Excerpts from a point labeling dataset

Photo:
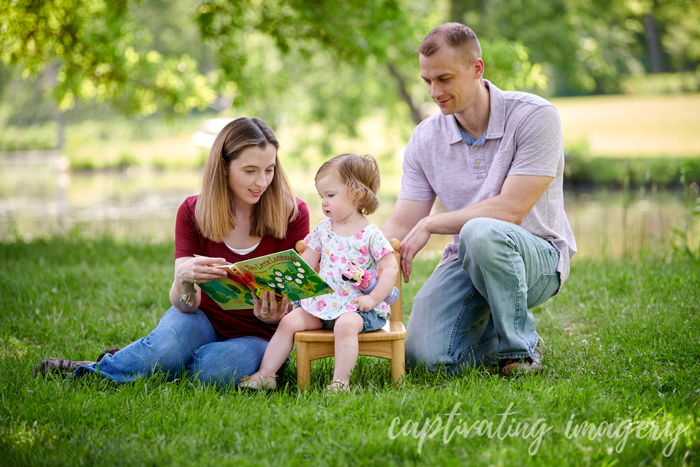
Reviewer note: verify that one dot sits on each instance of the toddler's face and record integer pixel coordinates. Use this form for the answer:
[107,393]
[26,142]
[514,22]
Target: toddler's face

* * *

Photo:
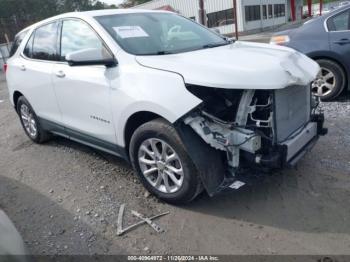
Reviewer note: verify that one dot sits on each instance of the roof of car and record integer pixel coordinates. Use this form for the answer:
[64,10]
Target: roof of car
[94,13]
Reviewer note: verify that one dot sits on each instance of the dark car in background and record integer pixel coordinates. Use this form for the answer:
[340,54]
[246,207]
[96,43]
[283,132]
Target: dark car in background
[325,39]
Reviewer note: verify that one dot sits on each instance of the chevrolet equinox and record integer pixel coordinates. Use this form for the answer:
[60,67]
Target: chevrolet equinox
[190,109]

**The task**
Pull out each line in the items above that contains the string "dark".

**Answer below**
Reviewer note: verify that one dot sits on each instance of the dark car in background and record integer pixel coordinates. Use this form for the answer:
Target: dark car in background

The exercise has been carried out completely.